DATA SHOWN:
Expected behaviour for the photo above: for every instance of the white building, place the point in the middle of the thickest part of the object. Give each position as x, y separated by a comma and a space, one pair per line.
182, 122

--

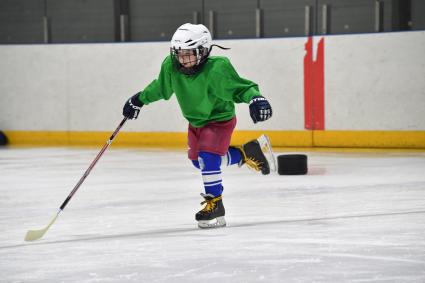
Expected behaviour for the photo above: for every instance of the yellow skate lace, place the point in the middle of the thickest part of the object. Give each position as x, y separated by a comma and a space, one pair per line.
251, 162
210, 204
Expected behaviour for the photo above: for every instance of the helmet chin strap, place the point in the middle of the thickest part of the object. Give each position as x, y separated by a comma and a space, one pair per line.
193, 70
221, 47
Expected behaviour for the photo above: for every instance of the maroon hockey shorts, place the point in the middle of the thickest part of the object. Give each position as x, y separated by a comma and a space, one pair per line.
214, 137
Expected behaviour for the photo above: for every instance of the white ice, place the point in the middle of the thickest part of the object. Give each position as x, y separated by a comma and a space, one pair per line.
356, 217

REQUIREMENT:
Find every line above that contains the word "white" with matching case, and copy each of those lines.

RESPONSE BELOW:
Expected behaviour for the photo above: for every instance of the white building, place the point in the middle of the thickest part of the object. Give each position as x, y separated by a comma and a space, one pair per line.
Expected behaviour for the photo above: for every instance of the white ice, place the point in the middle of the thickest part of the object. Give each position as x, y separated by a comma and a space, one pair per line.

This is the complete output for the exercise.